▶ _Given request_
Rewrite every line from the one containing "Note: in this drill we tag each instance of the monitor" through the end of the records, inclusive, and leave the request lines unchanged. In the answers, multiply each x and y point coordinate by 1.25 and round it to a whole number, with halves rounding up.
┌──
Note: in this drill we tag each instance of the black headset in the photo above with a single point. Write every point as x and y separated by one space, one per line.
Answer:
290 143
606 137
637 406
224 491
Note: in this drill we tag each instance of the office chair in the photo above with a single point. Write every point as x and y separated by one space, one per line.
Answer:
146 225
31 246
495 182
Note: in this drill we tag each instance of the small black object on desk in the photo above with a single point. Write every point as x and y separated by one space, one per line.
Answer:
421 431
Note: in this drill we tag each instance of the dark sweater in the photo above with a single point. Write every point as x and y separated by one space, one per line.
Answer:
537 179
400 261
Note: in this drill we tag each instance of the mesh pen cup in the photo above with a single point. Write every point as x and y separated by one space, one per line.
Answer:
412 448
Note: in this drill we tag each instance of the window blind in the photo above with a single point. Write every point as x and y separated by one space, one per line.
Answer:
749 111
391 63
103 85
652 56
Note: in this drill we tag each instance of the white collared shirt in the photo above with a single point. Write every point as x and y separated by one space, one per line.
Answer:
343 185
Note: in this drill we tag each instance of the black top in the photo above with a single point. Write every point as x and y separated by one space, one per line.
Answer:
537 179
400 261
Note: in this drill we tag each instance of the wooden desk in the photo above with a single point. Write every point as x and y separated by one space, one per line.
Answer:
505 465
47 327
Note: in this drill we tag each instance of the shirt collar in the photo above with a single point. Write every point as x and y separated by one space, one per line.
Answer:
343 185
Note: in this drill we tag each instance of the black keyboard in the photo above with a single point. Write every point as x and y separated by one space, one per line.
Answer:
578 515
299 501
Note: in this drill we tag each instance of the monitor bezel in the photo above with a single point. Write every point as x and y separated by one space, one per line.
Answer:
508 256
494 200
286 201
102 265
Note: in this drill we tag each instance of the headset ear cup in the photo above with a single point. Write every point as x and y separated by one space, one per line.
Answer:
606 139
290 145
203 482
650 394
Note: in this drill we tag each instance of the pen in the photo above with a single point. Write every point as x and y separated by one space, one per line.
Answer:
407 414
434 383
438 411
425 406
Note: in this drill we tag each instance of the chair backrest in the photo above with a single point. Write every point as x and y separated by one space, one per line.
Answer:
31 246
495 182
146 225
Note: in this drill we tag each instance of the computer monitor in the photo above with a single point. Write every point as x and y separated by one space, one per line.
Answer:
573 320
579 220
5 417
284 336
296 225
└──
▶ _Solution for this problem_
Note: in this drill we tag each instance of the monitor bezel in the photo above with a single point. Write every point as x and y separated by one space, one per line.
Answer:
635 320
618 250
358 251
128 331
Note: in this drill we tag each instance of the headset ear cup in the photo above with a single point. Write every point as x and y separated by one space, one per line.
Answer:
758 174
363 181
254 603
813 493
Note: in this drill we tag each instance of the pen in the photo above with a single point. Write every point as x and y separated by one space, one per line.
Answer:
509 518
543 479
548 514
531 508
Note: in this drill we tag each instance of the chair backrest in the photo above with a single point. Write every point as x and y separated by one space, one per line.
Answer:
39 308
619 228
183 281
Note: in this drill we tag each instance of the computer monitor in the photo above with a single point. Write every point as x and y separated by one space, one per line.
Answer:
716 400
724 275
6 521
355 420
370 281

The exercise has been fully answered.